▸ ТЕКСТ ДЛЯ ЧТЕНИЯ:
»»
Касаясь общаго уровня нравственности населенія, могу лишь замѣтить, что наиболѣе патріархальными, строгими и чистыми нравами отличались татары, у которыхъ мѣстный ихъ мулла игралъ рѣшающую роль блюстителя и руководителя, строжайше соблюдая семейную и личную чистоту членовъ своей паствы.
За ними, въ порядкѣ послѣдовательности, шли всѣ мордовскія селенія, — обоихъ нарѣчій „мокша” и „эрзя”, и на послѣднемъ мѣстѣ стояли русскія общества. Среди послѣднихъ издавна возникла и продолжала распространяться возмутительная секта „хлыстовъ”, имѣвшая своимъ главнымъ покровителемъ и вдохновителемъ, или „Христомъ”, какъ его называли сами сектанты, богатаго самарскаго купца Прохорова.
Организація этой „Прохоровщины” была широко раскинута по губерніи. Всюду имѣлись свои „богородицы”, вокругъ которыхъ происходили въ особо приспособленныхъ для этого помѣщеніяхъ — обычно подвальныхъ — тайныя „радѣнія”. На подобныя сборища сходились „вѣрующіе” обоего пола, пѣли свои „стихи” съ восхваленіемъ и вызываніемъ „Св. Духа”, кружились, бѣсновались до самозабвенія, до тѣхъ поръ, покуда не „накатывалъ” на нихъ всѣхъ „сходившій духъ святой”.
Браковъ хлысты не совершали, дѣтей же признавали лишь тѣхъ, которыя рождались у дѣвицъ послѣ „радѣнія” и „накатыванія”. Въ результатѣ такого культа, въ нѣкоторыхъ селахъ проживали цѣлые порядки „келейницъ” — обычно во все черное одѣтыхъ дѣвицъ, но семейныхъ, т. е. имѣвшихъ своихъ дѣтей, съ точки зрѣнія сектантской законныхъ, ло обычному же нашему пониманію незаконнорожденныхъ.
««
▸ ИСХОДНЫЕ ДАННЫЕ:
»»
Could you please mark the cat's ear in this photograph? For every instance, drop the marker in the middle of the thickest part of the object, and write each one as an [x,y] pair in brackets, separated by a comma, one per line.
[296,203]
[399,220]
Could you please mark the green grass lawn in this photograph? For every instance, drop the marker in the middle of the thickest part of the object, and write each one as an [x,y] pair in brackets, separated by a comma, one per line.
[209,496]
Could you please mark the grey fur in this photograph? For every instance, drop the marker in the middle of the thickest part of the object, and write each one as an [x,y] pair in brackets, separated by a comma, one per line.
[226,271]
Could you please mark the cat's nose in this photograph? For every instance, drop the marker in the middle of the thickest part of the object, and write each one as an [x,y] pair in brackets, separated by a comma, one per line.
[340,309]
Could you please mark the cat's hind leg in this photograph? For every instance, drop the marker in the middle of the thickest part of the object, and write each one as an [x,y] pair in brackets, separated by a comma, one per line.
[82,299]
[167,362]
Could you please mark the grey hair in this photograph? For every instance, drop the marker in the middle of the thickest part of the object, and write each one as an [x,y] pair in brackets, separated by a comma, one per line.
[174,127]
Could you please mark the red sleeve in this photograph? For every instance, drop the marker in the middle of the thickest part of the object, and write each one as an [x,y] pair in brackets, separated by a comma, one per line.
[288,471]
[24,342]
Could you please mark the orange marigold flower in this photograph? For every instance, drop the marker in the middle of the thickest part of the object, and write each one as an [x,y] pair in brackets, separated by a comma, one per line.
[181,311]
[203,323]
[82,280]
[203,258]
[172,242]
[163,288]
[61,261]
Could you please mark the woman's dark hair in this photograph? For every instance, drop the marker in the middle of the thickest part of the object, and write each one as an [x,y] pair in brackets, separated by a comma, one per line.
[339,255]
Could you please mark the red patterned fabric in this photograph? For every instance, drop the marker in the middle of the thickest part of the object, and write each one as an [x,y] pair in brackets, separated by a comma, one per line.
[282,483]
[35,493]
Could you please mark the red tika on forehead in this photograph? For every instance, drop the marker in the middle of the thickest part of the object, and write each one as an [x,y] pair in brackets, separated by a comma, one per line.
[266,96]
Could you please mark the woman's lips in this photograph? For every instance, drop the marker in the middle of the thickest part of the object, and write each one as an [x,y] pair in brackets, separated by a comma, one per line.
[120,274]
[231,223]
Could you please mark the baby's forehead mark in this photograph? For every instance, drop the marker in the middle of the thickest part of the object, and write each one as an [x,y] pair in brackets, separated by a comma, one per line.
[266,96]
««
▸ ЗАДАНИЯ:
A – Перечислите в отрывке о нравах населения губернии группы жителей в том порядке, в каком автор ставит их по строгости и чистоте нравов, начиная с первой.
B – Кого, согласно отрывку о нравах населения губернии, хлысты называли своим «Христом»?
C – Продолжите отрывок о нравах населения губернии с того места, где он обрывается.

▸ ОТВЕТЫ:
A –
1. Татары.
2. Мордовские селения обоих наречий, «мокша» и «эрзя».
3. Русские общества.

B – Богатого самарского купца Прохорова, главного покровителя и вдохновителя секты.

C –
Центромъ хлыстовщины, или по мѣстному выраженію, „Прохоровскаго корабля”, въ моемъ районѣ служило с. Кирилловна, гдѣ обрѣталась сама „богородица” и происходили „радѣнія”. Допуская смѣшеніе удовлетворенія половыхъ животныхъ инстинктовъ съ проявленіемъ душевныхъ экстазовъ религіознаго порядка, устанавливая соединеніе свальнаго грѣха съ признаніемъ въ немъ божественнаго начала, секта эта собственно представляла собой не что иное, какъ обожествленіе разврата, являя собою соціальное уродство людского сообщества, не встрѣчаемое даже въ животномъ мірѣ.
Хлысты, фактически предававшіеся при отправленіи своихъ сектантскихъ обрядностей „свальному грѣху”, въ то же время оффиціально заявляли себя вѣрующими христіанами, посѣщали православные храмы, и внѣ своихъ хлыстовскихъ обрядностей, вели образъ жизни скромный и внѣшне даже строго благочестивый.
Бороться съ этой сектой неоднократно принимались и духовныя и свѣтскія власти, но обычно безуспѣшно. Слишкомъ тайно, умно, осторожно вели себя „Прохоровцы”, и совершенно обратно вели себя въ дѣлѣ сыска консисторскіе агенты и чины полиціи.
Такъ или иначе, но существованіе секты вносило несомнѣнный соблазнъ, хотя бы ввидѣ образованія особой группы „келейницъ”, вокругъ которыхъ выростало особаго рода „безотцовское” молодое поколѣніе.
Въ нѣкоторыхъ селахъ подобныхъ „сиротъ” было довольно значительное количество, и это обстоятельство еще болѣе осложняло опекунское дѣло въ деревнѣ, обратившее также мое вниманіе.
Въ дѣлѣ сиротской опеки и защиты особенно часто переплетались законъ и обычай. Упорядочить эту область представлялось мнѣ вопросомъ большой важности. Повсемѣстно мною были заведены регистраціонные списки сиротъ и ихъ опекуновъ, провѣрялись общественные приговоры по учету сиротскаго имущества и т. д.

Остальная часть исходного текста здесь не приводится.